* Consigne 1
D'après le texte sur l'homme et la nature, quels auteurs peuvent confirmer Taine et Bourget ?
* Consigne 2
Écrivez la suite du texte sur l'homme et la nature, en partant de sa dernière phrase.

* Extrait du texte
---+---
Même en admettant que nous soyons placés en dehors de la série animale, pétris et façonnés d'un autre limon que tout ce qui vit, est-il moralement possible que nous n'ayons aucune sorte d'affinité avec cette nature qui nous enveloppe et nous presse? Les précautions banales qui empêchent de mourir l'universalité des races animées ne prendraient pas la moindre part à la sauvegarde de notre vie ! Si les « sublimes animaux », chers au poète romantique, sont aptes à nous offrir des modèles de stoïcisme moral, il serait tout au moins raisonnable de ne pas refuser non plus leurs leçons de persévérance dans l'être, de résistance matérielle, de prospérité et de durée physiques. Tel est au surplus le réflexe spontané de l'esprit humain : la sagesse des nations ne s'en est jamais privée ; ses fables, ses dictons ont souvent fait valoir les rapports parallèles des membres et de l'estomac, des rois et des nations. Les langues humaines identifient couramment le corps social et le peuple, les têtes et les chefs. Pure présomption? Peut-être.
L'immense ratification générale apportée par les sciences de la nature n'est pareillement qu'une présomption. Mais cette présomption est corroborée. Car dès qu'on aborde l'étude directe de L'histoire propre des phénomènes spéciaux à l'homme, la doctrine aristocratique et monarchique est démontrée à sa place et à sa manière. Comte et Fustel peuvent confirmer Taine et Bourget, les lois spécifiques qui gardent de la mort l'homme en société ne sont pas celles des abeilles et des fourmis, elles sont du même ordre, de la même famille et s'accordent à refouler tout système de démocratie dans les causalités du mal et de la mort.
---+---
* Données affichées
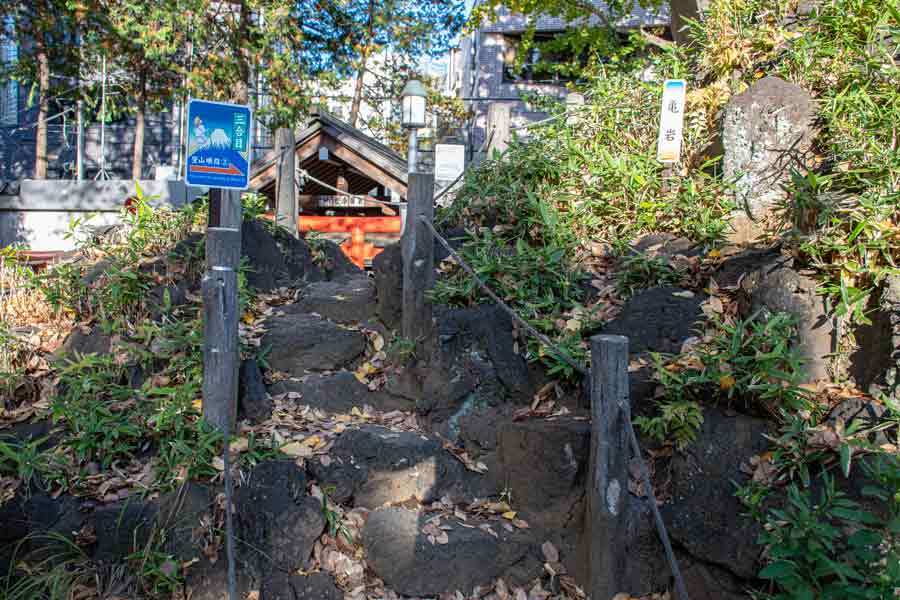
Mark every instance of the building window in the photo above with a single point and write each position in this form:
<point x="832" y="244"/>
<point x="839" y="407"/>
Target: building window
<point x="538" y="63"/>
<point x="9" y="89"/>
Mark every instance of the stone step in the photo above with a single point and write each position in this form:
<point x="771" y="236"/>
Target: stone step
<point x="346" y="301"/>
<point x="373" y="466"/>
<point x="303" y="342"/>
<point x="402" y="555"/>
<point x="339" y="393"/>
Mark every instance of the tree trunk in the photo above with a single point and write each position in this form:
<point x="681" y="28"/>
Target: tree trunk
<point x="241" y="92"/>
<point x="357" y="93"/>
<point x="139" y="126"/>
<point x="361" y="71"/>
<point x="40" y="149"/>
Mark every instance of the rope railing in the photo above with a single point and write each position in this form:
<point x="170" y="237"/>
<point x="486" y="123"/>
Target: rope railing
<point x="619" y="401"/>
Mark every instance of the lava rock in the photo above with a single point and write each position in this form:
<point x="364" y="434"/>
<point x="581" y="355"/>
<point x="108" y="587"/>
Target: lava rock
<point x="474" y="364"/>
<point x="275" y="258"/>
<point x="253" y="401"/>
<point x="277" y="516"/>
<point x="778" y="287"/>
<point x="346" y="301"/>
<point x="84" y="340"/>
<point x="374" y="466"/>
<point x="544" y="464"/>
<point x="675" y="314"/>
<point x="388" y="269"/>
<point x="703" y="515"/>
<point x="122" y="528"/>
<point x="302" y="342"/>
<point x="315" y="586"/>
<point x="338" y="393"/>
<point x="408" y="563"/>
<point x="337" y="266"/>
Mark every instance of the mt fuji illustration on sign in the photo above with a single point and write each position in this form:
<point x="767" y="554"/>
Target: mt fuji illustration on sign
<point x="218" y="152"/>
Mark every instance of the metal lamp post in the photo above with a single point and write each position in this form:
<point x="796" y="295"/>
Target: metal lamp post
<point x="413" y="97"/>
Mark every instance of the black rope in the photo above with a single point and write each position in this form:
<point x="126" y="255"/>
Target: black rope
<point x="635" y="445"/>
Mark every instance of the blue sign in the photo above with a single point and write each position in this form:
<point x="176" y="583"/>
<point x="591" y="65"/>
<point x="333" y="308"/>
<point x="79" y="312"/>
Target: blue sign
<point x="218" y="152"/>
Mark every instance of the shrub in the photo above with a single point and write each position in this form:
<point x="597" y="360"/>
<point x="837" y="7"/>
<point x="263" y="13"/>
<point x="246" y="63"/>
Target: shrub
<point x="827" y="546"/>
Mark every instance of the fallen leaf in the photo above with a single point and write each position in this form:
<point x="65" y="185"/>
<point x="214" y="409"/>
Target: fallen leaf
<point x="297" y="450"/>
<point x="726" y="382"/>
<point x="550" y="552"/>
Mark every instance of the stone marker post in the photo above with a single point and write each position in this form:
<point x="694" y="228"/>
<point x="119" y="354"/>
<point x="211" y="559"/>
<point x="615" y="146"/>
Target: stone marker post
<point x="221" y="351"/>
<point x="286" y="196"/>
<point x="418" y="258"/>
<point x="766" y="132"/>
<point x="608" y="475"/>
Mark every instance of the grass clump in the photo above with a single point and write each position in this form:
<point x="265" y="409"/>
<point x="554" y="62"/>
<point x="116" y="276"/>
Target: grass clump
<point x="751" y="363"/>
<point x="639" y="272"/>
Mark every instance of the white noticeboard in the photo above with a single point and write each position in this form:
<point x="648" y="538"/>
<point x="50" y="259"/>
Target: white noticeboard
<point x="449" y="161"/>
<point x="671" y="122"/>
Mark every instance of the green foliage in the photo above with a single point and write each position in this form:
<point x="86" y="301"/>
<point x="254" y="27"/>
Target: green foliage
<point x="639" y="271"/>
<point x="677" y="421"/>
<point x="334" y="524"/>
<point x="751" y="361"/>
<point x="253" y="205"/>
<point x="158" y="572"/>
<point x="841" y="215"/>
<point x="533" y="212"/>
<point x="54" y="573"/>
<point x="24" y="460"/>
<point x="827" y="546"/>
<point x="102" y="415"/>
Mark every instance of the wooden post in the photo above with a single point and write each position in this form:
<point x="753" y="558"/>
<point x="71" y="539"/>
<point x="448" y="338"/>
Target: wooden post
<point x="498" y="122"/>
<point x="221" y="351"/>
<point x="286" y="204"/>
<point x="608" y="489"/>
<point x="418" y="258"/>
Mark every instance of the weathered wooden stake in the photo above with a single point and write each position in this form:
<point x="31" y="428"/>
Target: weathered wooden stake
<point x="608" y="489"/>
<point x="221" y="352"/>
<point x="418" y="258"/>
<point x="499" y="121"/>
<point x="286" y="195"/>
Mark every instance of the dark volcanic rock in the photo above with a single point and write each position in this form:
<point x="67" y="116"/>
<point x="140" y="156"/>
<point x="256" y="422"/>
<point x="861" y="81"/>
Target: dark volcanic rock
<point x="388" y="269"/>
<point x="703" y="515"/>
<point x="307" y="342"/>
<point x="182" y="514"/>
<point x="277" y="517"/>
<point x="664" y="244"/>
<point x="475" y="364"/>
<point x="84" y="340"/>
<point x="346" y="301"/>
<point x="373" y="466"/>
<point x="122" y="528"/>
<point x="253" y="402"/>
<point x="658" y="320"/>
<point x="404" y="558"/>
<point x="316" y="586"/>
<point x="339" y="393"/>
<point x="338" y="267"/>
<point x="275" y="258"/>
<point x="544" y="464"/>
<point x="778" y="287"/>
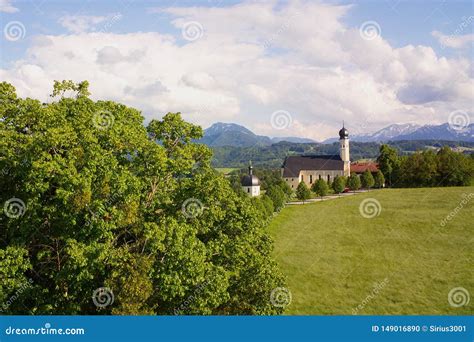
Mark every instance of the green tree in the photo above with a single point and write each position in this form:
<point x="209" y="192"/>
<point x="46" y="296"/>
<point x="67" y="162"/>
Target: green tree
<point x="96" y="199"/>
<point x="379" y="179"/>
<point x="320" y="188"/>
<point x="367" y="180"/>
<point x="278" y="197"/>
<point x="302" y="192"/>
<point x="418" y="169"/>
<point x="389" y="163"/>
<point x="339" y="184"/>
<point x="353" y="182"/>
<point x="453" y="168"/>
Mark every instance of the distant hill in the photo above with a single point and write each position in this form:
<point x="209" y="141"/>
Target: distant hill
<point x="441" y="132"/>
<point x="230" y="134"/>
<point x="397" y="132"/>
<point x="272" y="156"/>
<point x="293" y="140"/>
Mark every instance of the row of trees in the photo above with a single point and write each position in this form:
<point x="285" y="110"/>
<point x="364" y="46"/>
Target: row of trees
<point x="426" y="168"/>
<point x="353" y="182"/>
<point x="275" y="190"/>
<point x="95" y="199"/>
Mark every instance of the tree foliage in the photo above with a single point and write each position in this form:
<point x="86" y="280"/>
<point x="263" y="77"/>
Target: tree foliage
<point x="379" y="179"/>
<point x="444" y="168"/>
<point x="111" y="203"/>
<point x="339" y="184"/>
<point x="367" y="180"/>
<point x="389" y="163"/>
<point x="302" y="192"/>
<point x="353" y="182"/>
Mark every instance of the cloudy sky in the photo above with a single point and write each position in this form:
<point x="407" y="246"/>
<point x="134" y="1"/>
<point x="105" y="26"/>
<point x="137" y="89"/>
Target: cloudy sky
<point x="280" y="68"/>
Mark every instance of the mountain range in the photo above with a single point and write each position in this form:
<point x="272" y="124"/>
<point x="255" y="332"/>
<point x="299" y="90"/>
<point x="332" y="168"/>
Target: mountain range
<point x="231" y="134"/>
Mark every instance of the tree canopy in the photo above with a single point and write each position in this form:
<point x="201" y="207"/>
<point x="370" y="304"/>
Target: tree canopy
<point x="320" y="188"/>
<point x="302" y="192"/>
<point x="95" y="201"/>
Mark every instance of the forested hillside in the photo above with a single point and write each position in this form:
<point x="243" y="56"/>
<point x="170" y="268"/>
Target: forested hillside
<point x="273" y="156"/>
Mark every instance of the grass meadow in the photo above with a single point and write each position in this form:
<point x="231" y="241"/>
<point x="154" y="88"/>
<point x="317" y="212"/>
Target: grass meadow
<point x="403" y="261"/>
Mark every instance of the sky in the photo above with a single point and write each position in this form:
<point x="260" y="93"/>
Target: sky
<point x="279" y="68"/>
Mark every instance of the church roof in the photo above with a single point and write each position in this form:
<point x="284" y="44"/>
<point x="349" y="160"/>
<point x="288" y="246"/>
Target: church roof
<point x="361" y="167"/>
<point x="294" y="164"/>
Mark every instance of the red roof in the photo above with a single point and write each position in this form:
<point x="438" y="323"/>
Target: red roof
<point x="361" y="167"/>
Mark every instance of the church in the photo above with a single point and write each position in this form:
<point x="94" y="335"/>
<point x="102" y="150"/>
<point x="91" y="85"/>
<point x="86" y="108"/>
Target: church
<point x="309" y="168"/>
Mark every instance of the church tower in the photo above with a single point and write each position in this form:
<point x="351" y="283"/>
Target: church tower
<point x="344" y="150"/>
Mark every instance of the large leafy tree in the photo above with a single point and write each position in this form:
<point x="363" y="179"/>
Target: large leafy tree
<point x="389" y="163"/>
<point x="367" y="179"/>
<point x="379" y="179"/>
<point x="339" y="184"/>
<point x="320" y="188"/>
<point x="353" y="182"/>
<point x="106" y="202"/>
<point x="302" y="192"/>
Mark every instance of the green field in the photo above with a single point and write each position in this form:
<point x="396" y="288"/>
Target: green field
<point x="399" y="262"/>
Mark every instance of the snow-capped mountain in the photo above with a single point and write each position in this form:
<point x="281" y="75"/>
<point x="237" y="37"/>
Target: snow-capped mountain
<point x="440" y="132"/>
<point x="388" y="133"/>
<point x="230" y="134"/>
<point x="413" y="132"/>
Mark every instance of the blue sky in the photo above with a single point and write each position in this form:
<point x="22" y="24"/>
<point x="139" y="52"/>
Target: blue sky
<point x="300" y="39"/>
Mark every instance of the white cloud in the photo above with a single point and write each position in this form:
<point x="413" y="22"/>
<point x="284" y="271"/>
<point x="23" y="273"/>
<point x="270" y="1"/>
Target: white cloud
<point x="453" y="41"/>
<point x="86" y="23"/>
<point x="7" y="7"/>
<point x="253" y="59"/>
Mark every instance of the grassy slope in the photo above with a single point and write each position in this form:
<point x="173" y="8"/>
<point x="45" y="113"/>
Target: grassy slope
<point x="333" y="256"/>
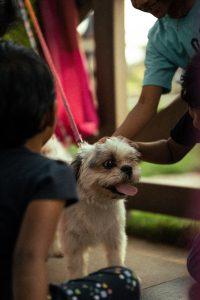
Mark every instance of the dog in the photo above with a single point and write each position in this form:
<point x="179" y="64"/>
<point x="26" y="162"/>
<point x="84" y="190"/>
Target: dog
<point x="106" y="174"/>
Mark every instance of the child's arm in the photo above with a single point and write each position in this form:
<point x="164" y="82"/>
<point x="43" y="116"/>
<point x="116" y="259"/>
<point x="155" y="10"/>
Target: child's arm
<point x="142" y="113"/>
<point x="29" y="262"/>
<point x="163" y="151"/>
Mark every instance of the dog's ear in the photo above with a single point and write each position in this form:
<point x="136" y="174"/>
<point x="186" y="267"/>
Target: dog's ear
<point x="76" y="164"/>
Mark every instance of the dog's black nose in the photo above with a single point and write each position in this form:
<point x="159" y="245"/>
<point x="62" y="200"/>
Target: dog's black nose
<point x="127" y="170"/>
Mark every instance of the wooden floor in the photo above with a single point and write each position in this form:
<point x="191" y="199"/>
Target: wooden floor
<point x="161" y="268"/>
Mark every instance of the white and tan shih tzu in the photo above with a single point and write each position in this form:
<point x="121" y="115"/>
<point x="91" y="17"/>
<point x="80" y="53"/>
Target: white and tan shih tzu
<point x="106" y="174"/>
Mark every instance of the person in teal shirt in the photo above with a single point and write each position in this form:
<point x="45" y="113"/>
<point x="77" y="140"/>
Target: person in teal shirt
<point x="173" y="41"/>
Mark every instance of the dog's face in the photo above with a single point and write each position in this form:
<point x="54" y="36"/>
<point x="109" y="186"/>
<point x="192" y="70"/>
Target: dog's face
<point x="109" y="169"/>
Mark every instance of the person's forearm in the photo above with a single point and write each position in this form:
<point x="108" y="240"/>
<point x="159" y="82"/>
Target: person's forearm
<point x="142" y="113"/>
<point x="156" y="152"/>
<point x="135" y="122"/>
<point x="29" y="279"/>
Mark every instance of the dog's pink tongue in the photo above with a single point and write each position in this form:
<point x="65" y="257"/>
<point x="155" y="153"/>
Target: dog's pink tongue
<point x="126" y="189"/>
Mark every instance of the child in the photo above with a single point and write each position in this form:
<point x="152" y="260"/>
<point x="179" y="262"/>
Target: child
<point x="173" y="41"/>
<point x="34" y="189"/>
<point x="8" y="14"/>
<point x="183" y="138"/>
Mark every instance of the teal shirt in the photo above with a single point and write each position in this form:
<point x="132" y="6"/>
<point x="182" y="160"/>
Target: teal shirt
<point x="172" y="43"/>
---+---
* Réponse 1
Comte et Fustel.

* Réponse 2
Dès lors, toutes les présomptions qui avaient annoncé ou fait pressentir la preuve directe, l'enveloppent de ce doux rayonnement d'évidences persuasives qui sont à la vérité, contemplées face à face, ce qu'est le jeu flatteur de la phosphorescence aux flèches rectilignes, aux coups droits de la lumière pure. Celle-ci fait son œuvre, le reste tient la place du plus utile des ornements.
On a parfois raillé, traité de cercle vicieux, la définition de la vie, par Bichat, comme l'ensemble des forces qui résistent à la mort. Ce prétendu cercle est une vue de profonde philosophie qui rend hommage à la qualité exceptionnelle et merveilleuse de la réaction de la vie au milieu des assauts acharnés qu'elle subit de toutes parts.
Ainsi la notion de la Paix, inspirée de son vrai amour et de sa juste estime, doit être conçue par rapport à la multitude infinie des éléments et des puissances qui conspirent tantôt à l'empêcher de naître, tantôt à la détruire à peine est-elle née.
Les pacifistes ignorent le prix de la paix : ils supposent la paix toute faite, naturelle, simple, spontanément engendrée sur notre globe. Or il faut qu'on la fasse. C'est le produit de la volonté et de l'art humains. Non, il n'est pas de qualité plus belle et plus noble que celle de pacifique. Mais elle convient uniquement au héros qui la fait. Il ne la trouve pas sous un chou. Pour la faire, il doit manier les outils qui s'appellent des armes. Avant la bombe et la grenade, c'était l'épée. Avant l'épée, la massue et le bâton.
Notre morale a un point faible. Nous croyons que les choses se gardent toutes seules. Nous croyons la paix fille de la nature. Pas du tout. La paix demande beaucoup d'efforts, d'intelligence, de dévouements ou de sacrifices, le passé du genre humain est là pour rappeler qu'aux nations comme aux familles il est plus difficile de conserver que d'acquérir et de conquérir.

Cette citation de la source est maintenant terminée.